▸ PROBLEMS:
a. According to the anniversary post, in what car did the wedding party travel to Aiken?
b. Transcribe the passage of the anniversary post between "I was eighteen" and "parents and sisters.", inclusive.

▸ EXCERPTED PASSAGE:
[START]
I have been busy cooking today. I have made sweet potato pies and pecan pies. I have my corn bread and biscuits crumbled up into a big bowl just waiting on all the other good stuff that will be added to it tomorrow to make the dressing. I have pressure cooked the turkey innards for the giblet gravy and even baked the small turkey and ham.
Since they alternate Thanksgiving every year, Amanda, Kelvin and my grandbabies will be spending Thanksgiving with his family this year. So it will just be me and Dan doing the feasting…but that's okay…there will be some great left overs for the rest of the week.
Being busy has helped me keep my mind of of the fact that forty two years ago today, about this time, I was at the Nathaniel Green Motel here in town….with a man. We had a one night honey moon right here in Greensboro.
I was eighteen and though you can get married at eighteen in the state of Georgia…unfortunately Danny was only seventeen, so we had to go to Aiken S. C. to get married. We rode all the way up there in a bright yellow Ford Maverick. My daddy, my mama, my two sisters and a brother-in-law, along with Danny and I. Seven people in that little car all together, all the way to Aiken S.C.
Because the only place for me to sit was in Danny's lap, to keep my head out of the roof of the car, I had to hold my head sideways. By the time we got to Aiken, I could hardly hold my head upright or straight! We were married at the Court House with the Justice of the Peace; Mildred Boswell, preforming the very short ceremony in front of my parents and sisters.
One vow stands out more than the rest now…”Till death do we part.”
[END]
▸ MATERIAL PROVIDED:
[START]
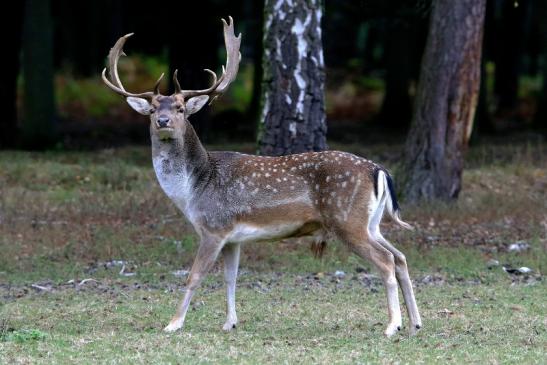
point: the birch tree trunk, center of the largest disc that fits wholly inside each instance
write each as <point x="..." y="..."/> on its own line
<point x="446" y="100"/>
<point x="293" y="105"/>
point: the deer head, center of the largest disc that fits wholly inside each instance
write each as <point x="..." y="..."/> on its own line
<point x="169" y="113"/>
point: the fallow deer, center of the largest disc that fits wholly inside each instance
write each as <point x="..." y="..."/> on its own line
<point x="232" y="198"/>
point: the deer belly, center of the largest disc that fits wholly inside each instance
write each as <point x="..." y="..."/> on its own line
<point x="243" y="233"/>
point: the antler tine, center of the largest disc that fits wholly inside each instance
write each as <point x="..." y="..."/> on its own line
<point x="157" y="85"/>
<point x="115" y="83"/>
<point x="229" y="72"/>
<point x="176" y="82"/>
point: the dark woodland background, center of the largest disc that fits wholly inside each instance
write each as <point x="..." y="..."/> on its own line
<point x="372" y="52"/>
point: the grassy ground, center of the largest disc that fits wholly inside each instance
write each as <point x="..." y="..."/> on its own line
<point x="69" y="217"/>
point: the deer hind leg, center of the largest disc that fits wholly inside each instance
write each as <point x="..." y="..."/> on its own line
<point x="230" y="253"/>
<point x="401" y="268"/>
<point x="207" y="253"/>
<point x="383" y="260"/>
<point x="401" y="271"/>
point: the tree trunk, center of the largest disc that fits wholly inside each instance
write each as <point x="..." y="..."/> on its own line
<point x="255" y="14"/>
<point x="511" y="33"/>
<point x="446" y="100"/>
<point x="8" y="78"/>
<point x="293" y="106"/>
<point x="193" y="45"/>
<point x="540" y="119"/>
<point x="39" y="128"/>
<point x="396" y="111"/>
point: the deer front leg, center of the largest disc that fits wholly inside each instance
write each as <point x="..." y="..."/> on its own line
<point x="231" y="264"/>
<point x="205" y="258"/>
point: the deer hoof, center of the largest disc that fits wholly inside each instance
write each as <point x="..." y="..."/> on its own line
<point x="228" y="326"/>
<point x="172" y="327"/>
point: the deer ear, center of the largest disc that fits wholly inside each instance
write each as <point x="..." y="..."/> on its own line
<point x="139" y="104"/>
<point x="194" y="105"/>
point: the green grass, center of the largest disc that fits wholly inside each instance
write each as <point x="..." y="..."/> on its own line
<point x="294" y="322"/>
<point x="65" y="215"/>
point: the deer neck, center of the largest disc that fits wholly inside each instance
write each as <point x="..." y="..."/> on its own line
<point x="183" y="167"/>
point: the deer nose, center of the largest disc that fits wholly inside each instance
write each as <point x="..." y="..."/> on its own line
<point x="163" y="121"/>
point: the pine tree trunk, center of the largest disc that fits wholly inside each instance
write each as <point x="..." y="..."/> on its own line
<point x="540" y="119"/>
<point x="293" y="105"/>
<point x="39" y="124"/>
<point x="8" y="78"/>
<point x="446" y="100"/>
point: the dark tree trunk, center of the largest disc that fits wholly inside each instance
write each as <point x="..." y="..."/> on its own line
<point x="255" y="20"/>
<point x="540" y="119"/>
<point x="8" y="79"/>
<point x="39" y="129"/>
<point x="446" y="100"/>
<point x="293" y="106"/>
<point x="511" y="33"/>
<point x="193" y="42"/>
<point x="396" y="109"/>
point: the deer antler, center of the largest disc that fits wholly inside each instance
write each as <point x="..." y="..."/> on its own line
<point x="229" y="72"/>
<point x="113" y="56"/>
[END]
▸ RESULTS OF THE EXERCISE:
a. A bright yellow Ford Maverick.

b.
I was eighteen and though you can get married at eighteen in the state of Georgia…unfortunately Danny was only seventeen, so we had to go to Aiken S. C. to get married. We rode all the way up there in a bright yellow Ford Maverick. My daddy, my mama, my two sisters and a brother-in-law, along with Danny and I. Seven people in that little car all together, all the way to Aiken S.C.
Because the only place for me to sit was in Danny's lap, to keep my head out of the roof of the car, I had to hold my head sideways. By the time we got to Aiken, I could hardly hold my head upright or straight! We were married at the Court House with the Justice of the Peace; Mildred Boswell, preforming the very short ceremony in front of my parents and sisters.